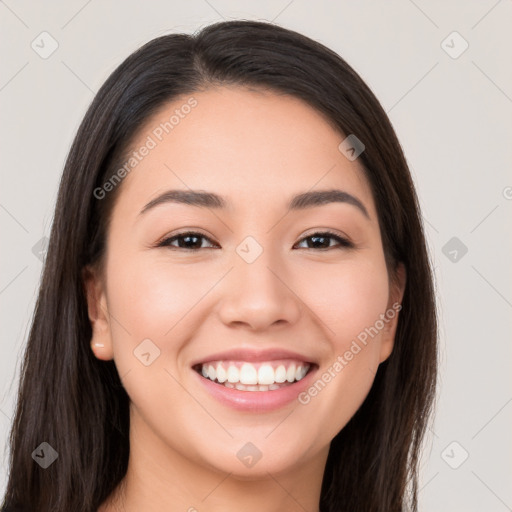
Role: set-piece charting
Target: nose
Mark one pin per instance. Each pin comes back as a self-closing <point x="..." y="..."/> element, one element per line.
<point x="259" y="295"/>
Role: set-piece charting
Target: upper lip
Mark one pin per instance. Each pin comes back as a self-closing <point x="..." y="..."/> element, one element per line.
<point x="253" y="355"/>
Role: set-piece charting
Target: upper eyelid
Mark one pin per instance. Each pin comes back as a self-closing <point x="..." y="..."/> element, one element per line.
<point x="327" y="232"/>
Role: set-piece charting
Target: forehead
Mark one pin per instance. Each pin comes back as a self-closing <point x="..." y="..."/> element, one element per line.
<point x="255" y="147"/>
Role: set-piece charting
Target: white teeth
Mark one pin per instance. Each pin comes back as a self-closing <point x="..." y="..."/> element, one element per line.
<point x="280" y="374"/>
<point x="266" y="374"/>
<point x="254" y="377"/>
<point x="299" y="372"/>
<point x="222" y="375"/>
<point x="233" y="374"/>
<point x="248" y="374"/>
<point x="290" y="373"/>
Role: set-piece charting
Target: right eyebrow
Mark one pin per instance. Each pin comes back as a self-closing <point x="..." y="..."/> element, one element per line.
<point x="302" y="201"/>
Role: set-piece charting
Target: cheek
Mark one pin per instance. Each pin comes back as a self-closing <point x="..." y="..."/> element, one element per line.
<point x="348" y="297"/>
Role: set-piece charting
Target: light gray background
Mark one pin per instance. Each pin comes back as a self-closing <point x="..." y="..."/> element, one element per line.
<point x="452" y="116"/>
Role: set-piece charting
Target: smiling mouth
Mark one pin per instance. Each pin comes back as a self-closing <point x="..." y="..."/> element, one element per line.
<point x="251" y="376"/>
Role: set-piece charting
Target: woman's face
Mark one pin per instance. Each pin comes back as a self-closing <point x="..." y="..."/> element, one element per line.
<point x="258" y="293"/>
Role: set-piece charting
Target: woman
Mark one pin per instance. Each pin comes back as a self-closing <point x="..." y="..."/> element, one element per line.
<point x="237" y="309"/>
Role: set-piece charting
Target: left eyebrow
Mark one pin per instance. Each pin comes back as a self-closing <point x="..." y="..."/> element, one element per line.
<point x="302" y="201"/>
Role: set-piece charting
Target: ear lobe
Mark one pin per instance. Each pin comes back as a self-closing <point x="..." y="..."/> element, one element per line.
<point x="396" y="293"/>
<point x="97" y="309"/>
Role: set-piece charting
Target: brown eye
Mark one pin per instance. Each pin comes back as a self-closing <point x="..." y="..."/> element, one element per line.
<point x="323" y="241"/>
<point x="189" y="240"/>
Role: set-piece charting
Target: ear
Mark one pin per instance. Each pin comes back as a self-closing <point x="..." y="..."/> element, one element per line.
<point x="396" y="293"/>
<point x="101" y="340"/>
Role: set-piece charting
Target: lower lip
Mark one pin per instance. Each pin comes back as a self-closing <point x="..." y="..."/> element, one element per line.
<point x="257" y="401"/>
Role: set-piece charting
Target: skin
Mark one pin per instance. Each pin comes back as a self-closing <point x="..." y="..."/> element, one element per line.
<point x="257" y="149"/>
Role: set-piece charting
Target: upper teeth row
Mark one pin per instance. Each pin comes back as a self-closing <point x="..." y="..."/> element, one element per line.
<point x="248" y="374"/>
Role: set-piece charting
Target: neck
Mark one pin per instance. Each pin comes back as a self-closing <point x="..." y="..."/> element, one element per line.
<point x="160" y="479"/>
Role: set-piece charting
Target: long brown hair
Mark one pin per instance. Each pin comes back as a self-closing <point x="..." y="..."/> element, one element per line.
<point x="77" y="404"/>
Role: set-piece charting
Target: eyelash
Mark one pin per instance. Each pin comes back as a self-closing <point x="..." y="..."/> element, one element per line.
<point x="343" y="243"/>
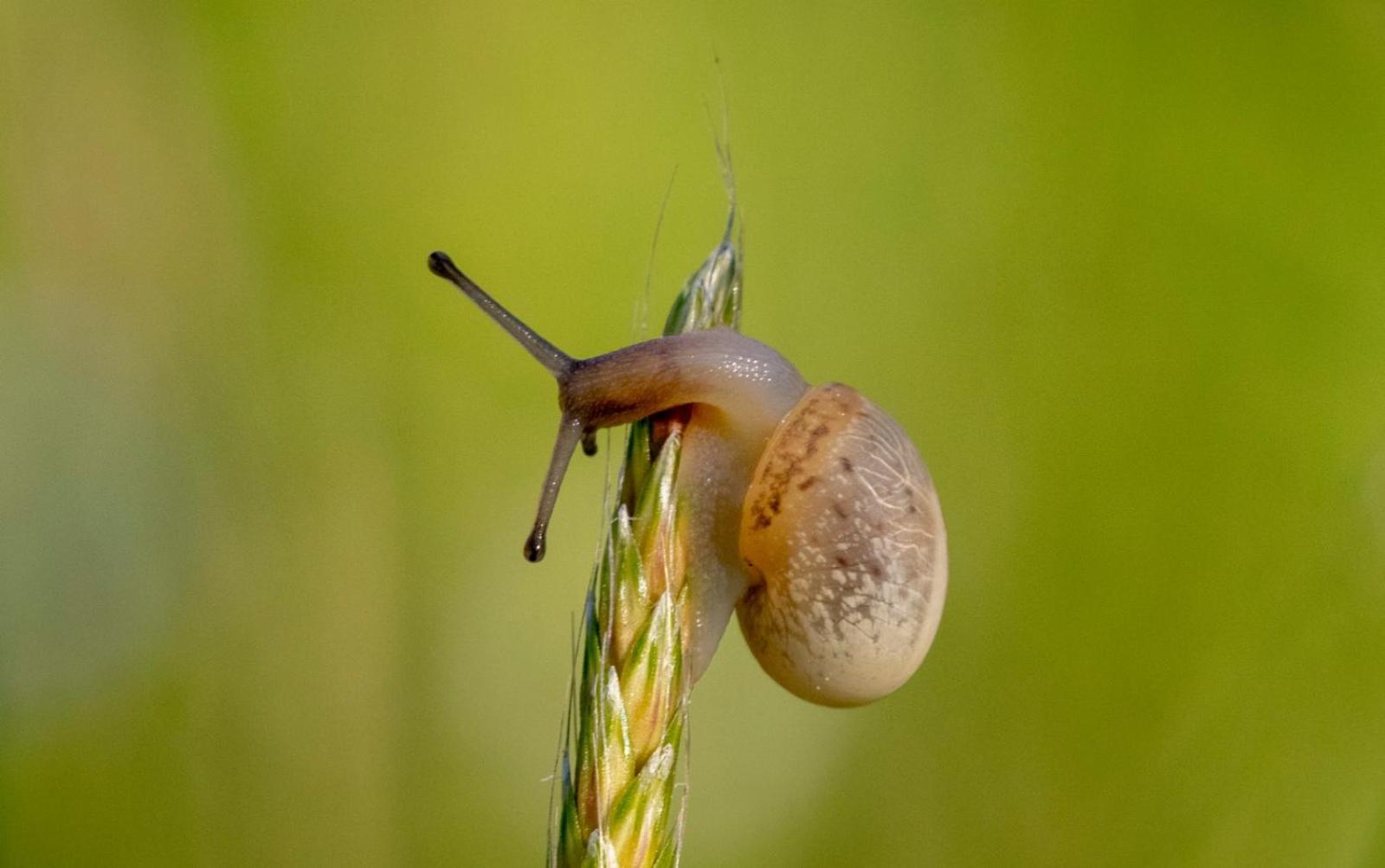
━━━
**WHAT YOU SHOULD DO**
Pull out every line above that contains the string "brown", matching case exactly, and copy each one in full.

**TASK ANSWER**
Target: brown eye
Target: long brown hair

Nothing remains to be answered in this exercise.